*** Opening DATA SUPPLIED ***

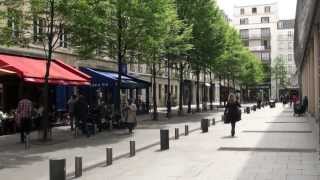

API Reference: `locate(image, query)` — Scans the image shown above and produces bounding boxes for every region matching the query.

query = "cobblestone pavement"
[0,107,225,180]
[75,105,320,180]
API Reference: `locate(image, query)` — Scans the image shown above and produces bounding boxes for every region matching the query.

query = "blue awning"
[80,67,150,89]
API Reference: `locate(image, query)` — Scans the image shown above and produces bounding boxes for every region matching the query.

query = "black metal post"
[160,129,169,150]
[175,128,179,139]
[75,157,82,178]
[130,141,135,157]
[49,159,66,180]
[106,148,112,166]
[201,119,209,133]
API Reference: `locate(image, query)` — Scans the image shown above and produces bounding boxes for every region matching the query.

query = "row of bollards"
[50,118,217,180]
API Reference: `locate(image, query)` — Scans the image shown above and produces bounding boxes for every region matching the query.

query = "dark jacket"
[74,96,88,122]
[225,102,241,123]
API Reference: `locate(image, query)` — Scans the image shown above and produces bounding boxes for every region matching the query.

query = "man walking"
[67,95,77,131]
[16,94,33,143]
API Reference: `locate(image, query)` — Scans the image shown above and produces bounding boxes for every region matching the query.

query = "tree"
[272,56,288,100]
[0,0,71,141]
[176,0,226,112]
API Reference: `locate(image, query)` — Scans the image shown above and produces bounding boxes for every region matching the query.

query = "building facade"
[294,0,320,118]
[276,20,298,94]
[233,2,279,100]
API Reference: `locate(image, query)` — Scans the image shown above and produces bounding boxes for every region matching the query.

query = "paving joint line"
[67,120,222,179]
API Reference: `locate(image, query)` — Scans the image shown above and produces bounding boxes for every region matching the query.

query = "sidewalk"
[0,108,225,180]
[76,105,320,180]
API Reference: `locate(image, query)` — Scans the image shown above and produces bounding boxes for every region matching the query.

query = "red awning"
[0,54,91,85]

*** Closing DATA SUPPLIED ***

WHAT IS REQUIRED:
Leaving out the pictures, restate the listing above exactly.

SOLUTION:
API Reference: `locate(image, query)` — Scans the image shown above and produces bounding boxes for every region matching the query.

query = "cobblestone pavement"
[0,107,225,180]
[75,105,320,180]
API Reference: `locate(image, query)` — Scans the image shown above and produces bounding boxes for every region matching the query.

query = "blue awning"
[80,67,150,89]
API Reference: `locate(image, query)` — Scans the image shown above and produces bounding boxes for every region matching the query.

query = "black metal post"
[160,129,169,150]
[175,128,179,139]
[75,157,82,178]
[130,141,135,157]
[49,159,66,180]
[106,148,112,166]
[201,119,209,133]
API Reference: `locate(image, query)` — Scans the image shown above and produces bounding boxes for every region matching the query.

query = "row of bollards"
[50,118,217,180]
API Reference: `locate(image, query)` — Scans the image shown above and produces bounding boxes for every region matching the query.

query = "dark jacket"
[74,96,88,122]
[225,102,241,123]
API Reference: `locate(image, query)` — Scans the image shown above and produces bounding boxes for every region matching the query.

query = "man walking"
[67,95,77,131]
[16,94,33,143]
API Reference: `locate(image, query)` — Scans the image shown above and produces bounding boxes for every region matching the query.

query = "tree"
[272,56,288,100]
[0,0,71,141]
[176,0,226,112]
API Reference: `locate(image, query)` — Scans the image shown above and produces bounding boxes for every region matching the query.

query = "building facade"
[294,0,320,118]
[276,20,298,94]
[233,2,279,100]
API Reference: `locate(image, query)` — Scans the image shown above and produces bounding boxes for every region matching the query.

query = "paving joint line"
[67,120,222,179]
API Reference: `locate(image, query)` — Scans the image shown above and produces bounding boxes for every region matching the query.

query = "sidewalk"
[0,108,225,180]
[76,105,320,180]
API Reference: `locate(image, query)` — Scans the image shown above and produces bounding boxes for every region matching the query.

query = "red awning"
[0,54,91,85]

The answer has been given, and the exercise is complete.